(Position identification records)
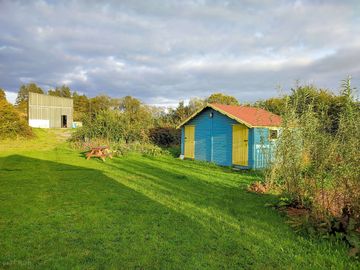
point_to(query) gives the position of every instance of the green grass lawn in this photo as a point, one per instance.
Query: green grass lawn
(60, 211)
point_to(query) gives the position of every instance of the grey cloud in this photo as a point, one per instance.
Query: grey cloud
(163, 52)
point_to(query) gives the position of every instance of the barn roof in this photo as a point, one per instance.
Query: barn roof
(249, 116)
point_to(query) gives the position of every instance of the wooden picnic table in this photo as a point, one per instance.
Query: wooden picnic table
(101, 152)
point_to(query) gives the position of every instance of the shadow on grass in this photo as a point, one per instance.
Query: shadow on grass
(140, 213)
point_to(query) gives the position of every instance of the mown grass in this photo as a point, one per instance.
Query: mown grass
(58, 210)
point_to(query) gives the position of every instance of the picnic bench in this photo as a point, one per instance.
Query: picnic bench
(100, 152)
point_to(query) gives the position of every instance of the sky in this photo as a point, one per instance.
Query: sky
(166, 51)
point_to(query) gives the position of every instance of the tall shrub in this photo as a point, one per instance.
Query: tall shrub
(12, 124)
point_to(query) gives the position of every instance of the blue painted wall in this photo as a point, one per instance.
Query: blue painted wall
(213, 140)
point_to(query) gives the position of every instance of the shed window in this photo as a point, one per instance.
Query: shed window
(273, 134)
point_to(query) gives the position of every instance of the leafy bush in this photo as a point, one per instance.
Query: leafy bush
(12, 124)
(319, 168)
(111, 125)
(165, 136)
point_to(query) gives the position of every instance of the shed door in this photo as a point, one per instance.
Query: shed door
(189, 141)
(240, 145)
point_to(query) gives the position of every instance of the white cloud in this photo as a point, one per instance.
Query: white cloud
(165, 52)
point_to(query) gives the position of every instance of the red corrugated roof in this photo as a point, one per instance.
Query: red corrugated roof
(250, 115)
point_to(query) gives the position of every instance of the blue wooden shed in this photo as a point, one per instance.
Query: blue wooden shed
(230, 135)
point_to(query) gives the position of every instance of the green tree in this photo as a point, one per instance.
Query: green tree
(136, 119)
(99, 103)
(12, 124)
(81, 106)
(23, 95)
(221, 98)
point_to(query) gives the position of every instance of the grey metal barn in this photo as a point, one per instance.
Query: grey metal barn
(46, 111)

■ Exercise goal
Extract all the data above exactly, excluding every picture.

■ Answer
point_to(query) gives the position of every instance of the green grass lawn in this photo as a point, one per instance.
Query: green grass lawn
(60, 211)
point_to(query) gives the position of every instance of the grey cloud in this photo as a point, one per instance.
Query: grey cloud
(163, 52)
point_to(query) gives the position of every instance of the barn roof in this photo as a point, one per instance.
Query: barn roof
(249, 116)
point_to(query) gives the position of every instance of the wooden picnic table in this photo as a point, one per instance.
Query: wooden picnic table
(101, 152)
point_to(query) gives the position of every instance of the shadow on grass in this photo as a point, one per instance.
Query: shadow on grass
(140, 213)
point_to(query) gives the position of every instance of the mown grass in this photo as a point, one per instance.
Query: mown grass
(58, 210)
point_to(query) gives the position of every instance of the picnic bench in this photo as a point, one per instance.
Query: picnic bench
(100, 152)
point_to(query) gives the position of every instance of the sky in this photo as a point, one per instance.
Query: sky
(166, 51)
point_to(query) gives the position of every instance of the tall shrub in this photo as a point, one per instance.
Query: tall shrub
(12, 124)
point_to(query) gives the position of every instance of the blue painted wall in this photo as a point, one per instance.
Query: blue painted wall
(213, 140)
point_to(query) gives the position of every instance of the shed window in this photo as a point, one per instance.
Query: shed window
(273, 134)
point_to(query) gives the position of every instance of the leafy bush in this photo as a point, one per instance.
Query: leafy bush
(12, 124)
(319, 168)
(111, 125)
(165, 136)
point_to(query) gives the position of every instance of the shed door in this photo as a point, one per instance.
Query: shed door
(189, 141)
(240, 145)
point_to(query) gives the position of every instance of the white cloud in this photo as a point, one per instance.
Query: white cloud
(165, 52)
point_to(query) gives the position of every instance of the red corrugated roof in this photo as a point, one per instance.
Query: red corrugated roof
(250, 115)
point_to(query) gives the position of every instance of the blue wooden shed in this photo as a point, one per instance.
Query: blue wooden shed
(230, 135)
point_to(query) gives the position of every instance of the green tree in this photo as a point, one per instance.
Query: green tree
(136, 119)
(99, 103)
(12, 124)
(81, 106)
(23, 95)
(221, 98)
point_to(query) gives the position of every instance of the grey metal barn in this photo as a point, one per instance.
Query: grey metal barn
(46, 111)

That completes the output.